## YOUR OBJECTIVE
Each line of the material holding the word "left" must be identified and copied.

## RECORDS TO PROCESS
****************

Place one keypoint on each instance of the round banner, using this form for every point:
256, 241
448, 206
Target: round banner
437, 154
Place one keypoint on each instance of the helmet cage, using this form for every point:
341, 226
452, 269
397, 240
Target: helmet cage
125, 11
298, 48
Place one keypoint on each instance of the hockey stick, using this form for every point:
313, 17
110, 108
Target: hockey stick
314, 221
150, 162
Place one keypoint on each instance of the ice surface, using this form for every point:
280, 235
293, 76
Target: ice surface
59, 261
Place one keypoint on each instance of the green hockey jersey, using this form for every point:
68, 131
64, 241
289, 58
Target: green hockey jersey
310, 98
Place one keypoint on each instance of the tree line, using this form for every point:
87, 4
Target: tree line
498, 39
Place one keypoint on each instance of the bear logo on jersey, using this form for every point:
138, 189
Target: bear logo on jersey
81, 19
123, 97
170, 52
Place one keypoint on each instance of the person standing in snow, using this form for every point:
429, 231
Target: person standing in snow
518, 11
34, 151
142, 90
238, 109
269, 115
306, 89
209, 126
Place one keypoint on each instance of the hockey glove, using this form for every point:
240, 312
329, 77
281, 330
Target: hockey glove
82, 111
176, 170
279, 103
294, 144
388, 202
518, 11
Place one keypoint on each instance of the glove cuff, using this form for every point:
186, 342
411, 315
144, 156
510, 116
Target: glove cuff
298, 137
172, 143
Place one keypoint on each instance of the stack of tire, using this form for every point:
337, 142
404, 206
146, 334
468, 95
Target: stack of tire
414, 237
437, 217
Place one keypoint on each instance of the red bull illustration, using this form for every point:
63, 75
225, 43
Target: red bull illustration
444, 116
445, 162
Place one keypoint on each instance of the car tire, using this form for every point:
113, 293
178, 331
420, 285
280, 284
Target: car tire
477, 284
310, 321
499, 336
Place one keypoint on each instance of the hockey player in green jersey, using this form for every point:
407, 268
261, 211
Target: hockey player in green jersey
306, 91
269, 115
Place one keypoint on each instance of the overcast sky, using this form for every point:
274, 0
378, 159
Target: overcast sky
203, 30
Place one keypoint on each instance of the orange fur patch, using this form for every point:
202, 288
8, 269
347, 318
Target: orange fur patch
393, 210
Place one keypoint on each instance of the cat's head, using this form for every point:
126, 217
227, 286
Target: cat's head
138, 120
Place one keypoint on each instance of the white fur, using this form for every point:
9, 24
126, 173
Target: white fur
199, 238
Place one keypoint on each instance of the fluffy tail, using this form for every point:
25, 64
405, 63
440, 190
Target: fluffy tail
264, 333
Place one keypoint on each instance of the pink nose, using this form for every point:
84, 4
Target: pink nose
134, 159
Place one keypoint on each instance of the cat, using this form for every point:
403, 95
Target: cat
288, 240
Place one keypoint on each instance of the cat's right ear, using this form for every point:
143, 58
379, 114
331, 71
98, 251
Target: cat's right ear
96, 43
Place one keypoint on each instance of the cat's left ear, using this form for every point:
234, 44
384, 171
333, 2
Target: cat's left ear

****************

## FINISHED EXERCISE
Place one keypoint on each instance of the cat's left ear, using this form for every point:
Target: cat's left ear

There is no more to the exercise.